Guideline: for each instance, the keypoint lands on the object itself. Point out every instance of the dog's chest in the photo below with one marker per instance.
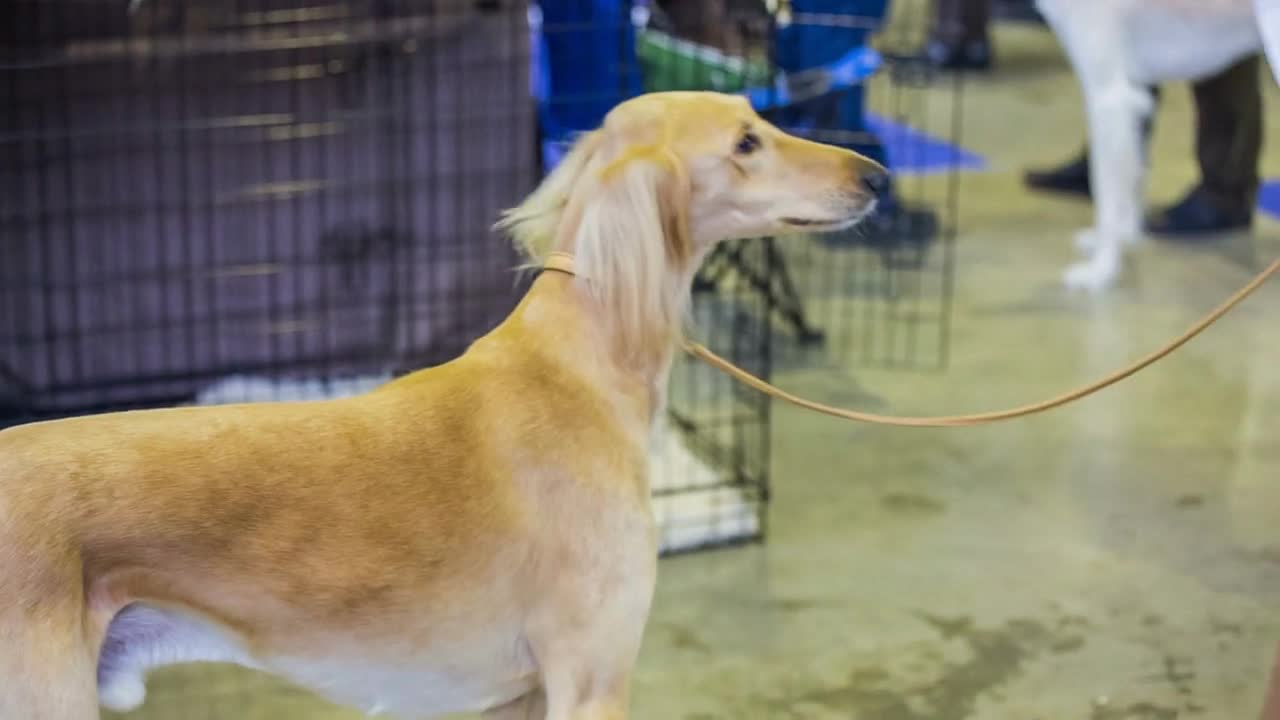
* * *
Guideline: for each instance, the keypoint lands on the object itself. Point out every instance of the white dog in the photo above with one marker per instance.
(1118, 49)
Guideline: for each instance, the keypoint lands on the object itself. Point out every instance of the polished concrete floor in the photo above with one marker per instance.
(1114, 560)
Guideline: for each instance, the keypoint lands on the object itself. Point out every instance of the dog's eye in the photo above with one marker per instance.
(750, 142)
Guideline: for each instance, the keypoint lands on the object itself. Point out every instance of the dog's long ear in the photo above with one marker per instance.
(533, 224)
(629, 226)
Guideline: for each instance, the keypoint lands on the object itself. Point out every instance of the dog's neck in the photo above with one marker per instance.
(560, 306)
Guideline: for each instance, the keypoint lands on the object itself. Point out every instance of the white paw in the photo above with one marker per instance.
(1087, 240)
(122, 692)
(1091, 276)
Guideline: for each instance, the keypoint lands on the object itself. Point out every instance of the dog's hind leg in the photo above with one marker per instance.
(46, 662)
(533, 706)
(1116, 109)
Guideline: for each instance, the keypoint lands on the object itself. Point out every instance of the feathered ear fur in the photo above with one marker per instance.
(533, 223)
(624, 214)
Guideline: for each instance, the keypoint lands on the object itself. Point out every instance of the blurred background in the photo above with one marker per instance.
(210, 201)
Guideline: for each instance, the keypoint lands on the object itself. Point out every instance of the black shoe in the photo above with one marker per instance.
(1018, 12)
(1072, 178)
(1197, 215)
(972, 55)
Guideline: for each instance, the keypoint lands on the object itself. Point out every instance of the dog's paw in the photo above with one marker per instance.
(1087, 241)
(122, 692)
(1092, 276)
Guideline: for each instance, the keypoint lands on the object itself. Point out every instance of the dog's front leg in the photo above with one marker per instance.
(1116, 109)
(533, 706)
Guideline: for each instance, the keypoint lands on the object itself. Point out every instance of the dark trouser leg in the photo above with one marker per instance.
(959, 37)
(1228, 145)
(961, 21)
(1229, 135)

## WORK TO BE COMPLETED
Copy out the rows word for word, starting at the one containing "of the black" and ending at the one containing "(1229, 135)", with both of those included.

## THE COMPLETED TASK
Guideline: for each instance, the keypoint lands on the object itself. Point out every instance of the black shoe in the photo above with one marker per instance.
(1018, 12)
(1072, 178)
(1197, 215)
(972, 55)
Guideline: for each instance, the keypoint lands on the object itself. Point out every instance of the dog's paw in the photo above with one marker per instance.
(1087, 241)
(122, 692)
(1092, 276)
Guideline: for each instance, the keypoint lands on the object itself. Point out every instance of the dog's front leg in the photo above with one marker per instance.
(1116, 109)
(533, 706)
Guideline: for each instance, the keypoint lands on the object itself. Point out every instance of the dark trouser leg in the photo above with one marker per instance.
(959, 37)
(1228, 145)
(961, 21)
(1229, 135)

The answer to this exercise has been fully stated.